(Text provided)
* BEGIN *

Yahoo Pipes By Example, Part 1: Mashing Up Multiple Feeds

One of the most common uses of Yahoo Pipes is to mashup several RSS feeds and perform a few operations on them, such as sorting by date or filtering for keywords. This is a relatively easy Pipe to build, and you have many options for filtering and/or sorting, depending on your needs. Before you continue reading this tutorial, please read up on basic Yahoo Pipes functionality.

Sample Yahoo Pipe Details

In the sample Pipe for this tutorial, we’ll mash together the RSS feeds of two blogs, Performancing and Blog Herald, sort reverse chronologically by date, then truncate the resulting RSS “stream” at 20 items.

Basic Yahoo Pipe Building Process

Let’s go over a basic “feed mashup” example, then discuss variations. The most basic feed mashup is to simply supply two or more RSS feed URLs in a Yahoo Pipe. (For simplicity, let’s start with a static list of feeds.) But that’s not useful since you don’t know how items in the resulting “stream” are ordered. So let’s sort the mashed up feed in reverse chronological order (newest to oldest). The process is as follows:

  1. Supply two or more RSS feed URLs.
  2. Fetch the feeds.
  3. Combine the feeds together.
  4. Sort them in reverse chronological order.
  5. Truncate the mashed feed to 20 items.
  6. Output the resulting stream as an RSS feed

Yahoo Pipes Modules to Use

That is the most basic process, and to produce an actual Yahoo Pipe, we need to use only 4 modules, in the following order:

  1. Fetch Feed. Specify one or more feeds, grab their items, and combine them into a single feed.

    Notes:

    • This Pipes module is found under the Sources sub-menu.
    • Assume resulting item ordering is undefined.
    • In our example, shown below, we’ll use the Performancing and Blog Herald RSS feeds.
  2. Sort. Specify a sorting field and criteria. In this case, sort by Publication Date (item.pubDate) in descending order.

    Notes:

    • This module is found under the Operators sub-menu.
    • In the past, Pipes’ Sort module has not always worked consistently, but we are at its mercy.
  3. Truncate. Take the mashed stream and truncate it after X items.

    Notes:

    • This module is found under the Operators sub-menu.
    • We’re limiting the result to 20 items.

* END *

(Source data)

* BEGIN *

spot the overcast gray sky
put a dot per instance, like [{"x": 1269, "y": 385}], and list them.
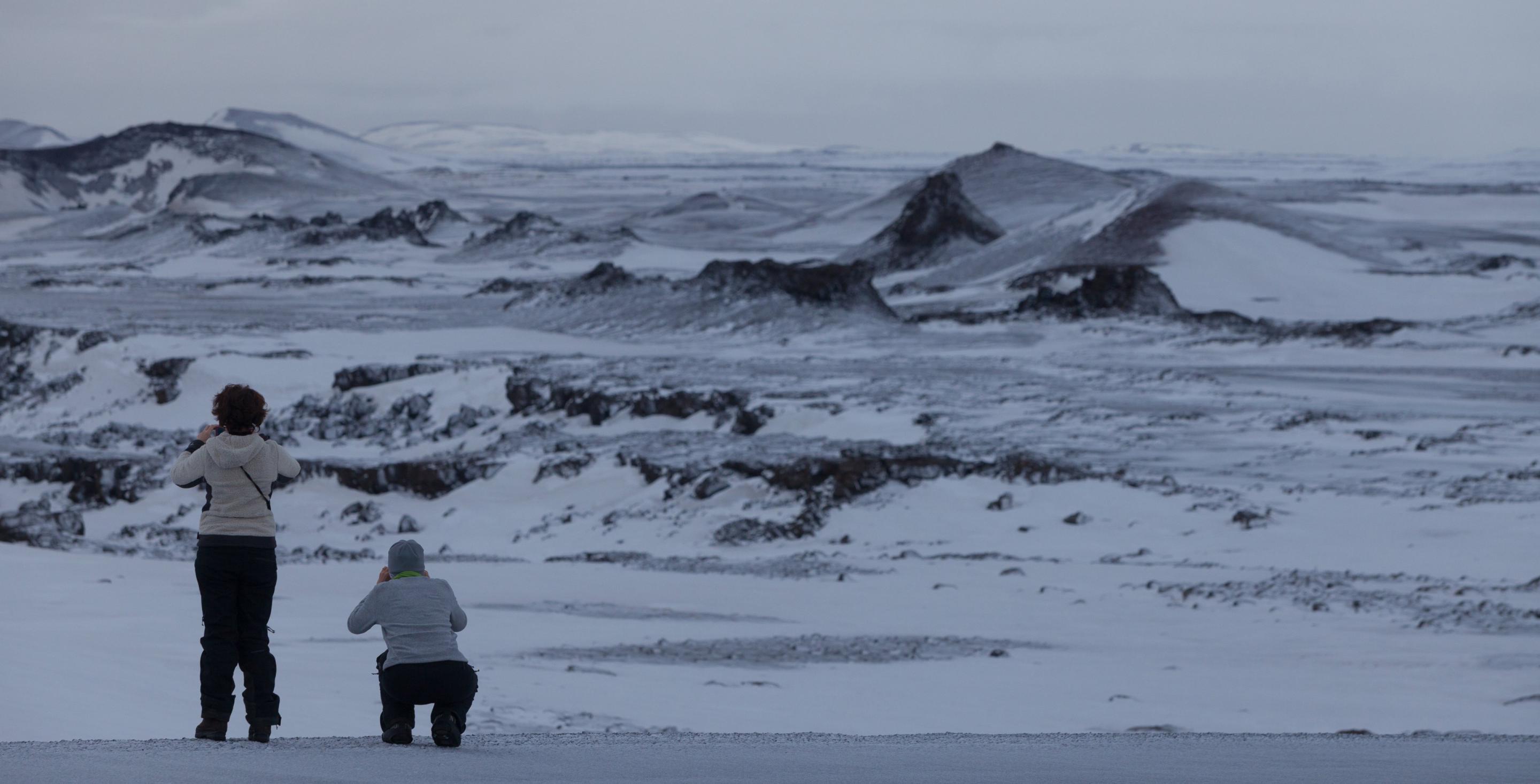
[{"x": 1351, "y": 76}]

* END *

(Request 1)
Answer these questions using the Yahoo Pipes tutorial:
(a) The sample Pipe combines the RSS feeds of which two blogs?
(b) Under which sub-menu is the Fetch Feed module found?
(c) By what field, and in what order, does the Sort module sort the items?
(Request 2) In the Yahoo Pipes tutorial, transcribe the passage from "Sample Yahoo Pipe" up to and including "Fetch the feeds.".

(Written response 1)
(a) Performancing and Blog Herald.
(b) The Sources sub-menu.
(c) By Publication Date (item.pubDate), in descending order.

(Written response 2)
Sample Yahoo Pipe Details

In the sample Pipe for this tutorial, we’ll mash together the RSS feeds of two blogs, Performancing and Blog Herald, sort reverse chronologically by date, then truncate the resulting RSS “stream” at 20 items.

Basic Yahoo Pipe Building Process

Let’s go over a basic “feed mashup” example, then discuss variations. The most basic feed mashup is to simply supply two or more RSS feed URLs in a Yahoo Pipe. (For simplicity, let’s start with a static list of feeds.) But that’s not useful since you don’t know how items in the resulting “stream” are ordered. So let’s sort the mashed up feed in reverse chronological order (newest to oldest). The process is as follows:

  1. Supply two or more RSS feed URLs.
  2. Fetch the feeds.